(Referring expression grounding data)
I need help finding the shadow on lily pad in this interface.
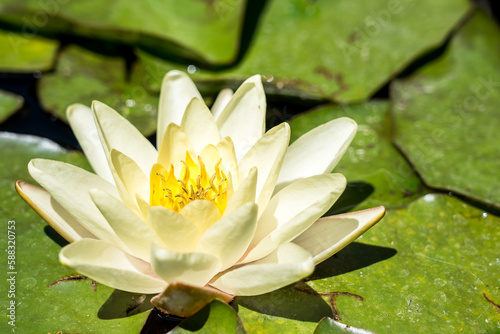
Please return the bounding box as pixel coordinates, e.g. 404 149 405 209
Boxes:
325 181 374 216
98 289 156 319
234 283 333 323
44 225 69 247
311 242 397 280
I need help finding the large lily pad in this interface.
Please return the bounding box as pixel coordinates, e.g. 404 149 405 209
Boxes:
392 9 500 209
135 0 470 102
0 29 57 72
0 132 150 333
39 45 159 136
307 194 500 333
288 101 426 212
0 89 23 122
0 0 245 64
171 300 246 333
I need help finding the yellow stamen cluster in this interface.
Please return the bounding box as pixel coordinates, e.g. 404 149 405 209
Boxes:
150 152 229 214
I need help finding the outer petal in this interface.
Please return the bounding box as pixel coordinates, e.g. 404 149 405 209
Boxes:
150 243 221 287
242 174 346 263
216 75 266 160
60 238 166 294
28 159 120 244
92 101 157 177
66 104 113 184
157 70 203 145
180 97 221 154
276 117 357 192
212 243 314 296
15 181 95 242
197 203 258 271
148 206 202 253
90 189 162 262
211 88 233 120
238 123 290 217
293 206 386 264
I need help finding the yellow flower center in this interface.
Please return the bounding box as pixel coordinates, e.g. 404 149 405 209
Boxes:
149 151 229 214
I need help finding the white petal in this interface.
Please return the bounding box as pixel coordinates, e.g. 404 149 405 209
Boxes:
66 104 113 184
216 137 239 187
150 243 221 287
197 203 258 271
110 149 149 214
15 181 95 242
60 238 166 294
180 200 222 233
211 88 233 120
148 206 202 253
216 75 266 160
224 167 257 217
157 123 194 170
212 243 314 296
92 101 157 177
180 98 221 154
28 159 120 244
276 117 357 192
243 174 346 263
157 70 203 145
90 188 162 262
238 123 290 217
293 206 386 264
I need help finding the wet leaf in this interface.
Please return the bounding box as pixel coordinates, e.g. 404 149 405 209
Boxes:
288 101 427 213
0 89 23 122
392 9 500 210
170 300 246 333
136 0 470 102
0 29 57 72
39 45 159 136
0 0 245 64
307 194 500 333
0 132 150 333
314 317 376 334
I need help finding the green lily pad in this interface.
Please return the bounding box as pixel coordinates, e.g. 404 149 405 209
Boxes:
171 300 246 333
135 0 470 102
0 89 23 122
0 0 245 64
288 101 426 212
0 132 150 333
39 45 159 136
314 318 376 333
392 9 500 210
0 29 57 72
307 194 500 333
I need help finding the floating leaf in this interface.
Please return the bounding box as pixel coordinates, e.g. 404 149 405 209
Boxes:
0 0 245 64
392 9 500 210
314 317 376 334
0 89 23 123
0 29 57 72
289 101 426 212
0 132 149 333
307 194 500 333
135 0 470 102
39 45 158 136
170 300 246 333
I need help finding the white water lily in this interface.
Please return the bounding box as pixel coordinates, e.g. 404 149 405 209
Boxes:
17 71 384 301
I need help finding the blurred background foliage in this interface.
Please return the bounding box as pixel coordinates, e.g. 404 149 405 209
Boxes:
0 0 499 333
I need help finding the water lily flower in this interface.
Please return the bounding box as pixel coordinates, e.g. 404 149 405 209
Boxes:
16 71 384 315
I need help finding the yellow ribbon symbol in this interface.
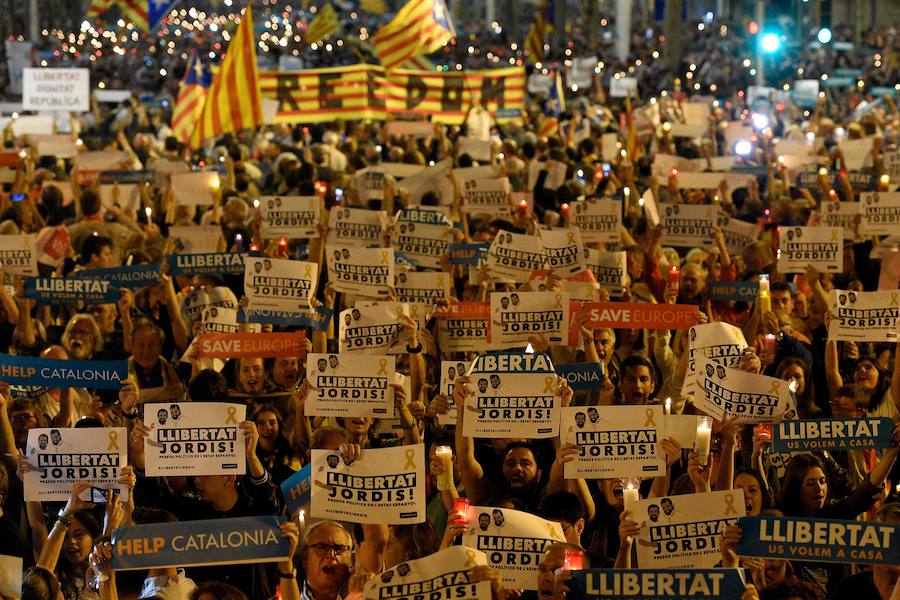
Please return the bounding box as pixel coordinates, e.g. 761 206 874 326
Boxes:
723 493 738 515
554 294 563 309
644 409 656 428
542 376 556 394
890 292 898 307
403 448 416 470
566 232 576 245
380 251 389 265
303 264 312 279
831 229 839 242
768 381 781 395
225 406 238 424
409 305 419 320
547 522 562 540
464 549 477 567
107 430 119 451
377 358 388 375
706 207 714 219
396 307 405 319
437 274 445 288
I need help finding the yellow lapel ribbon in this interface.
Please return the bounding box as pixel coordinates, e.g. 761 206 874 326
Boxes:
554 294 563 309
380 251 389 265
547 522 562 540
890 292 898 307
566 232 576 245
303 264 312 279
831 229 839 242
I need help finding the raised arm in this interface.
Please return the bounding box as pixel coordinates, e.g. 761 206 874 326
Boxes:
453 377 487 504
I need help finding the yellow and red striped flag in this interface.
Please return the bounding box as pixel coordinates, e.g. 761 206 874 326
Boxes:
360 0 388 13
190 5 264 148
306 3 340 46
525 0 553 63
374 0 454 71
86 0 113 19
171 52 211 144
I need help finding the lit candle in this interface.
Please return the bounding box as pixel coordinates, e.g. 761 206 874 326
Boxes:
278 236 288 257
668 264 680 286
671 167 679 178
621 477 641 506
253 198 260 216
452 497 470 525
765 333 776 356
563 548 584 571
335 187 344 203
298 509 306 531
758 274 771 313
623 187 631 204
435 445 453 491
211 176 220 191
249 242 260 253
818 167 828 177
695 416 713 466
234 233 243 252
517 199 528 214
880 174 890 187
664 397 671 416
144 206 152 221
560 203 570 221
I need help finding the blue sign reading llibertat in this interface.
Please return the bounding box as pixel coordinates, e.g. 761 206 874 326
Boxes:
770 417 895 452
166 252 247 276
25 277 122 304
567 568 746 599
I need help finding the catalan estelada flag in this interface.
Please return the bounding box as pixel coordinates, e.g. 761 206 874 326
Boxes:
306 3 340 45
360 0 388 13
171 52 211 144
374 0 454 70
525 0 553 63
85 0 177 31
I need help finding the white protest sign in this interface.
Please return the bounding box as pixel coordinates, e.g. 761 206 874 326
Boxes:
543 161 567 191
458 137 493 162
398 158 455 205
561 406 666 479
25 427 128 501
435 302 491 353
625 489 744 568
527 72 553 94
394 271 451 304
437 360 471 426
462 352 560 438
353 167 390 204
391 221 451 269
10 115 53 136
170 171 219 206
362 546 491 600
792 79 820 107
179 286 238 330
327 206 387 247
828 289 900 343
93 89 133 103
339 302 414 354
600 132 619 162
860 192 900 236
838 136 874 171
822 201 861 239
609 77 637 98
201 306 259 334
74 150 128 172
694 356 791 423
99 184 140 213
490 291 569 350
259 195 321 239
661 203 717 249
462 506 565 590
384 120 434 138
244 256 318 312
538 227 586 276
676 172 725 189
326 245 394 298
584 249 627 298
885 151 900 181
0 555 22 600
34 134 79 158
572 199 621 244
669 123 707 138
777 226 842 273
641 189 660 226
0 234 38 275
306 353 395 418
169 225 221 253
716 215 760 255
143 402 246 477
487 230 545 283
310 444 425 524
683 322 748 396
462 177 510 214
22 68 89 112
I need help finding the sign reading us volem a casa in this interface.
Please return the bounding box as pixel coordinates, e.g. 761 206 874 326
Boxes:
567 302 699 345
196 332 308 359
112 515 291 570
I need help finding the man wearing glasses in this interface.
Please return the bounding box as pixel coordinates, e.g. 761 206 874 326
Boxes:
299 521 354 600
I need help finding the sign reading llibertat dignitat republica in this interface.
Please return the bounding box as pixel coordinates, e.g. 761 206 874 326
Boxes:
310 444 425 525
25 427 128 501
143 402 246 477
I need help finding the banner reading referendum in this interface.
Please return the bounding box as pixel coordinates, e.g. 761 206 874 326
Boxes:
112 515 291 570
362 546 491 600
567 569 747 600
259 65 524 125
0 355 127 389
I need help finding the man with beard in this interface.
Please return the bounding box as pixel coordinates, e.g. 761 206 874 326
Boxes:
677 262 708 306
61 314 104 362
617 354 655 406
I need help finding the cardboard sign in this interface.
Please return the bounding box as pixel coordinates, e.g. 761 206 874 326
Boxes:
736 515 900 566
112 516 291 570
74 263 162 290
449 243 490 266
537 228 587 277
461 177 511 214
822 201 861 239
167 253 245 277
22 68 89 112
435 301 491 353
24 427 127 501
462 506 565 590
716 215 759 255
391 221 451 269
572 199 621 245
860 191 900 236
394 271 451 303
771 417 895 452
201 306 259 335
197 332 307 359
828 289 899 342
487 230 545 283
573 302 698 345
0 234 37 275
490 291 570 350
458 136 493 162
326 245 394 298
561 406 667 479
169 226 222 254
694 355 791 423
0 355 127 389
625 490 745 568
437 360 471 426
363 546 491 600
568 569 746 600
610 77 638 98
170 171 219 206
244 256 318 311
584 250 627 297
99 184 140 213
339 302 413 355
310 444 425 524
143 402 247 477
777 226 842 273
462 352 560 439
682 322 747 396
660 204 717 249
259 195 321 239
306 353 395 418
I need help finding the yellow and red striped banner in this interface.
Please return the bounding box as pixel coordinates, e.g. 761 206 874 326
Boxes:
259 64 524 125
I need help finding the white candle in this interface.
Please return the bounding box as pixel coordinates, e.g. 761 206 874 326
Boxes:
758 274 770 295
435 445 453 491
144 206 152 220
621 477 640 506
695 416 713 466
664 398 671 416
298 509 306 531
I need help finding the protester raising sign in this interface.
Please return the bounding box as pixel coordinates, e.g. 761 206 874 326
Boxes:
390 219 452 269
682 322 748 396
660 204 716 249
143 402 247 477
717 215 760 256
310 444 425 524
827 289 899 342
167 253 246 276
490 291 570 349
327 207 386 247
112 515 291 570
461 177 511 214
567 568 748 600
394 271 451 303
572 199 621 244
326 245 394 298
462 351 560 439
73 263 162 290
437 360 472 426
823 200 861 239
338 303 412 354
694 355 791 423
561 406 667 479
461 506 565 590
25 427 128 502
0 355 128 389
305 353 395 418
0 234 38 275
777 226 842 273
584 249 627 298
435 301 491 353
538 227 587 276
196 332 307 359
362 546 491 600
860 191 900 236
770 417 895 452
258 195 321 239
25 276 122 304
487 230 546 283
736 515 900 566
625 489 745 568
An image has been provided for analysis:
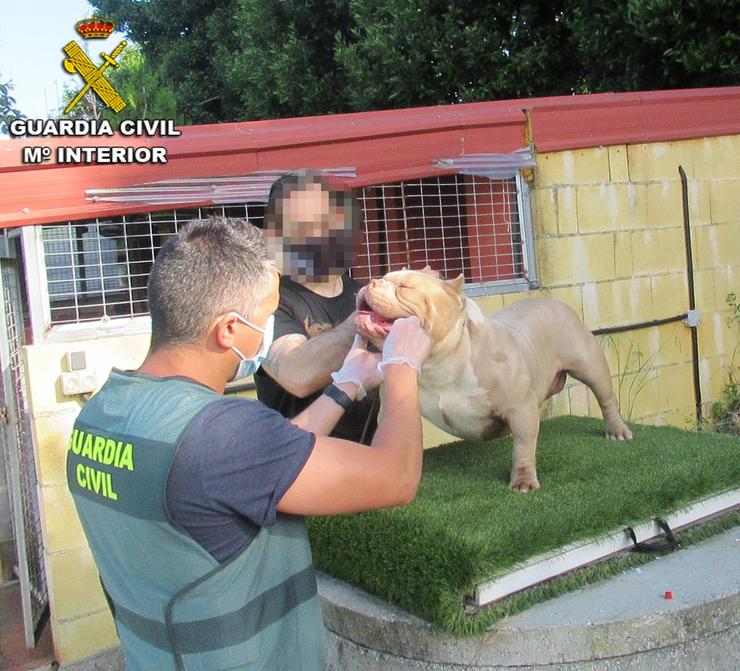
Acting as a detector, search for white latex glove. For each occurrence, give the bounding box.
[379,316,433,374]
[330,334,383,400]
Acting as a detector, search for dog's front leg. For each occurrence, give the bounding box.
[507,395,541,492]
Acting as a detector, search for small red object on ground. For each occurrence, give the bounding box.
[664,591,673,600]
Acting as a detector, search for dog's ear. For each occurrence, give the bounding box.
[445,273,465,294]
[419,265,441,278]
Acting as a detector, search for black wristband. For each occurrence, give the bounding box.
[323,383,353,410]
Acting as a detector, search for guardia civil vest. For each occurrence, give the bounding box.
[67,370,326,671]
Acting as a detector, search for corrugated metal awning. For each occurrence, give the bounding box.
[85,168,357,206]
[433,149,535,179]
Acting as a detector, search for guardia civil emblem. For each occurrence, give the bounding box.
[62,16,127,114]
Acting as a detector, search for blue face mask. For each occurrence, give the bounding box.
[230,313,275,382]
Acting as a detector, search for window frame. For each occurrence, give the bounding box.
[462,172,538,298]
[23,224,152,344]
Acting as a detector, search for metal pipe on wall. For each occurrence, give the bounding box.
[590,165,703,425]
[679,165,703,424]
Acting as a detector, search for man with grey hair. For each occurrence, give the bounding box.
[67,216,431,671]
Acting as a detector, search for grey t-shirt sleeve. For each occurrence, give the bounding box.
[167,397,315,561]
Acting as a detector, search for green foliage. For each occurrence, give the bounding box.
[103,45,182,123]
[0,79,25,135]
[336,0,575,110]
[712,292,740,436]
[601,334,660,422]
[712,367,740,436]
[227,0,355,119]
[309,416,740,635]
[93,1,739,123]
[567,0,740,92]
[94,0,244,123]
[725,291,740,328]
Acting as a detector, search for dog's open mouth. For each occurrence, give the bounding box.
[356,295,396,337]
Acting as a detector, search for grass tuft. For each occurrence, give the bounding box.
[308,416,740,636]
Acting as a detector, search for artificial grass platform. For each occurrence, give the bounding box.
[308,415,740,636]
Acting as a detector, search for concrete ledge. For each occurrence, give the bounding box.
[55,526,740,671]
[325,627,740,671]
[319,525,740,670]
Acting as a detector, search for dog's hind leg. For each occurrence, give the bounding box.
[564,334,633,441]
[507,394,541,491]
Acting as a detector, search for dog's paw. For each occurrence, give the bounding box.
[605,421,633,441]
[509,468,540,492]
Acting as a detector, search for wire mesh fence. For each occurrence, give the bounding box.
[41,174,527,325]
[1,255,48,644]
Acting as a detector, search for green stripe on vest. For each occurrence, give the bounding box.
[112,565,317,654]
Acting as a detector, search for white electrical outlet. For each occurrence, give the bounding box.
[80,371,98,392]
[60,370,99,396]
[60,372,81,396]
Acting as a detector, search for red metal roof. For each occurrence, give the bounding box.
[1,87,738,228]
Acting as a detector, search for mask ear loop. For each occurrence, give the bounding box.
[230,311,266,334]
[227,313,259,363]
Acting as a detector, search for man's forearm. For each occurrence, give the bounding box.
[370,365,424,500]
[266,315,356,396]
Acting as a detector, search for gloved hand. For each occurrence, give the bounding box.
[331,334,383,400]
[379,316,432,374]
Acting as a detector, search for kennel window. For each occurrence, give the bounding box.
[38,203,266,327]
[352,172,537,296]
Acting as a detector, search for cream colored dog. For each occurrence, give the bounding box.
[356,268,633,491]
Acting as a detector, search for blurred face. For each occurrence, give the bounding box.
[266,183,355,281]
[282,184,334,241]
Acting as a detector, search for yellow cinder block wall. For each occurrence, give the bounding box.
[528,135,739,432]
[23,135,739,665]
[25,335,149,662]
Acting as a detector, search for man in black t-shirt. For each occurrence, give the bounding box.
[255,171,379,443]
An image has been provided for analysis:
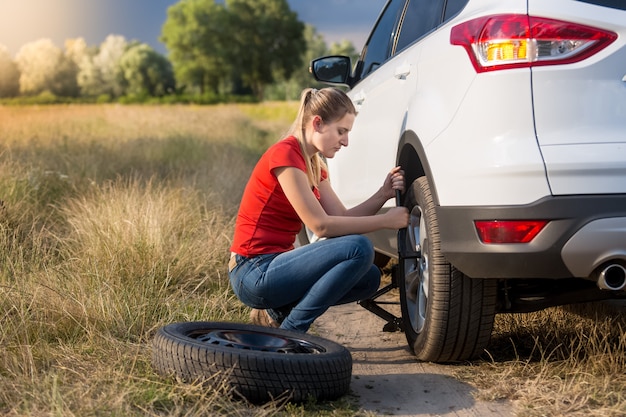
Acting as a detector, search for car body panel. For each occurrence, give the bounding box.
[312,0,626,284]
[529,0,626,195]
[329,49,417,209]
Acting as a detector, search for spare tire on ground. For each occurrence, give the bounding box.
[151,321,353,403]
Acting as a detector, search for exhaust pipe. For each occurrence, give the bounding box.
[596,263,626,291]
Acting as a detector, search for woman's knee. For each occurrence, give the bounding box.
[345,234,375,263]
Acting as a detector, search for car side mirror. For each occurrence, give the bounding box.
[310,56,352,86]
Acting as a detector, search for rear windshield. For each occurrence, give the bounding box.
[575,0,626,10]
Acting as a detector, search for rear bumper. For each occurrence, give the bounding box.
[437,194,626,279]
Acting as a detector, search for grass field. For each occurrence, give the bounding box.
[1,104,626,416]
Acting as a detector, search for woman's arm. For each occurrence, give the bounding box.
[275,166,408,238]
[318,166,404,217]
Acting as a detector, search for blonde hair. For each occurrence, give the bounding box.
[286,87,356,187]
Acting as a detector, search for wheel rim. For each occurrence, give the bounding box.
[403,205,429,334]
[188,328,327,354]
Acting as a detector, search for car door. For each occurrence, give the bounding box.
[327,0,410,209]
[328,0,445,211]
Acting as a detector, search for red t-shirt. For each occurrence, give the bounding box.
[230,136,327,256]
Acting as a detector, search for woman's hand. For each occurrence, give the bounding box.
[384,206,410,229]
[381,166,405,200]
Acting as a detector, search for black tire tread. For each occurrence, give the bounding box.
[151,321,352,403]
[402,177,497,362]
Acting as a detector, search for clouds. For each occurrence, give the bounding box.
[288,0,386,48]
[288,0,385,30]
[0,0,176,55]
[0,0,386,56]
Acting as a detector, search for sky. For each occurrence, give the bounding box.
[0,0,387,57]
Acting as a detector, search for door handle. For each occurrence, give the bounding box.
[353,92,366,105]
[394,63,411,80]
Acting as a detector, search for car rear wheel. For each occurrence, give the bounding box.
[398,177,498,362]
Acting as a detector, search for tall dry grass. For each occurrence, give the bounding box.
[2,103,626,416]
[454,303,626,416]
[1,103,353,416]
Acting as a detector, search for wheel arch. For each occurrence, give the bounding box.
[396,129,439,206]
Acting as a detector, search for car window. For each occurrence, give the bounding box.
[396,0,445,53]
[444,0,469,20]
[359,0,407,78]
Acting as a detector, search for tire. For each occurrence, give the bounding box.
[151,321,352,403]
[398,177,497,362]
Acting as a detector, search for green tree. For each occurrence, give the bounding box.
[75,35,128,98]
[76,49,103,97]
[161,0,231,95]
[265,27,361,101]
[225,0,305,99]
[161,0,305,99]
[329,39,359,65]
[0,44,19,97]
[15,38,78,97]
[119,44,175,97]
[73,38,103,98]
[265,24,328,100]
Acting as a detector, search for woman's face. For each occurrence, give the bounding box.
[309,112,355,159]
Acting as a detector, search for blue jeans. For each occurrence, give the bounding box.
[229,235,381,332]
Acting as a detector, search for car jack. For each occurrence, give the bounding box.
[358,264,405,332]
[360,193,424,333]
[359,219,422,333]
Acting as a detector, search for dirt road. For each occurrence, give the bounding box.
[314,303,513,417]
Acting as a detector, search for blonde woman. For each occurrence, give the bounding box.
[229,87,409,333]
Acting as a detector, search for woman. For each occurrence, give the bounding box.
[229,87,409,333]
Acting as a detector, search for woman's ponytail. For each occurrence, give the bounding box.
[286,88,356,187]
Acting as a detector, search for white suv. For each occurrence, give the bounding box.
[311,0,626,362]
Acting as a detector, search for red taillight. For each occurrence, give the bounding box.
[450,14,617,72]
[474,220,548,244]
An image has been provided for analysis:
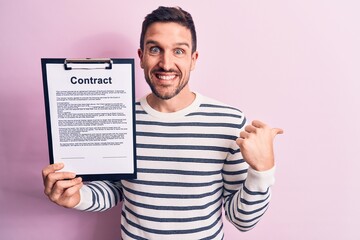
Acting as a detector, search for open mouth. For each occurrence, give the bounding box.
[155,74,177,80]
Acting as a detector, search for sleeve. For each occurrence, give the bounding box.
[222,119,275,231]
[73,180,123,212]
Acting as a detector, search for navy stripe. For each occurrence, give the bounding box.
[137,143,239,154]
[104,181,121,204]
[84,187,98,211]
[88,183,110,211]
[240,194,270,205]
[122,212,223,235]
[137,131,237,140]
[200,104,243,113]
[121,223,148,240]
[200,222,224,240]
[122,185,223,199]
[223,179,245,186]
[124,203,222,223]
[224,159,245,165]
[123,193,222,211]
[137,155,225,164]
[126,178,223,188]
[225,194,268,227]
[233,203,269,223]
[226,196,264,225]
[85,184,103,211]
[223,189,238,197]
[137,168,222,176]
[243,185,270,195]
[221,178,245,196]
[222,169,248,175]
[235,199,269,216]
[232,217,262,231]
[224,191,236,207]
[136,120,244,129]
[186,112,243,119]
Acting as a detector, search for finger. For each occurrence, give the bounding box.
[62,181,83,198]
[42,163,66,190]
[271,128,284,137]
[239,131,249,139]
[42,163,64,180]
[54,177,82,191]
[49,177,82,201]
[245,124,257,133]
[252,120,266,128]
[236,137,242,145]
[44,171,77,196]
[57,182,83,208]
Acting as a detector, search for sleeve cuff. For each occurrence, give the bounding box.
[245,166,276,192]
[73,185,93,211]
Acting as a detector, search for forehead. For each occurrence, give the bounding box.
[144,22,192,47]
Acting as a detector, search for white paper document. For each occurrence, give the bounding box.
[42,58,136,180]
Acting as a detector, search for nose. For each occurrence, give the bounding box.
[158,51,173,71]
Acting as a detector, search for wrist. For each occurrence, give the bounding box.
[250,159,274,172]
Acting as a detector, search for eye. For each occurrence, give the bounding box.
[149,46,160,54]
[174,48,185,55]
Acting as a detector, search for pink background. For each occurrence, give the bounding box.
[1,0,359,239]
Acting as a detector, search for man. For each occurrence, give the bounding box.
[42,6,283,239]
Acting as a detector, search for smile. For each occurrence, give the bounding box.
[155,74,177,80]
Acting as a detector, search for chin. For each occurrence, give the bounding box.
[153,91,178,100]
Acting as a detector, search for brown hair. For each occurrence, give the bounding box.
[140,6,197,53]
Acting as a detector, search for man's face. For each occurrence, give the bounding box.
[138,22,198,100]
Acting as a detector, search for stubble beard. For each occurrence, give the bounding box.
[145,71,189,100]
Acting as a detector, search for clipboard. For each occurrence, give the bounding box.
[41,58,137,181]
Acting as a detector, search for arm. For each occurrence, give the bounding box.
[223,120,282,231]
[222,161,275,231]
[74,180,123,212]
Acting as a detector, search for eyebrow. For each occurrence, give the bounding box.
[145,40,190,48]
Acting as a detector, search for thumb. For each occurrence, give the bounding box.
[271,128,284,138]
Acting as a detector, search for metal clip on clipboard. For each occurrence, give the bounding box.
[64,58,113,70]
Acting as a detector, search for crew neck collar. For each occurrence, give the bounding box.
[140,92,202,120]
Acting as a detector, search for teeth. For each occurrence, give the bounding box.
[157,75,176,80]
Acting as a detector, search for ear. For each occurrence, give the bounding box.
[138,49,144,69]
[190,51,199,71]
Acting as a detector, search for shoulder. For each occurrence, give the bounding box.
[193,94,246,131]
[198,94,245,117]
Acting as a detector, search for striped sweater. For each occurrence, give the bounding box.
[75,93,275,240]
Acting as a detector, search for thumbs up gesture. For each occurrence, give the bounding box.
[236,120,283,171]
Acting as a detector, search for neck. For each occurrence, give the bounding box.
[147,90,196,113]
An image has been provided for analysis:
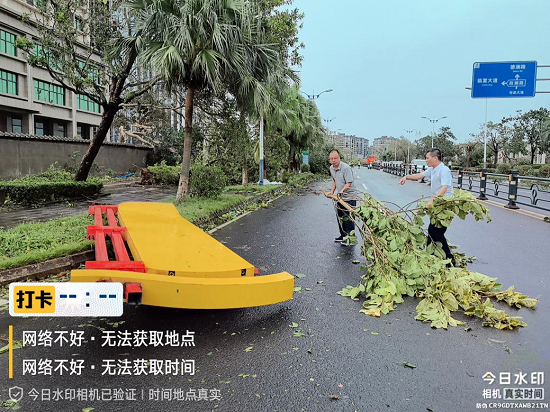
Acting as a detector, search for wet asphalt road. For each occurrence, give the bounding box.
[0,182,175,229]
[1,169,549,412]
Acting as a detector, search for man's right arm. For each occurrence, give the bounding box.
[399,173,424,184]
[325,178,336,197]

Exercise brief => For each line in the data that contains the string "flag", give a copy of that line.

Written response =>
I need help finding the yellow and red striped flag in this interface.
I need help finding the catalan estelada flag in this interface.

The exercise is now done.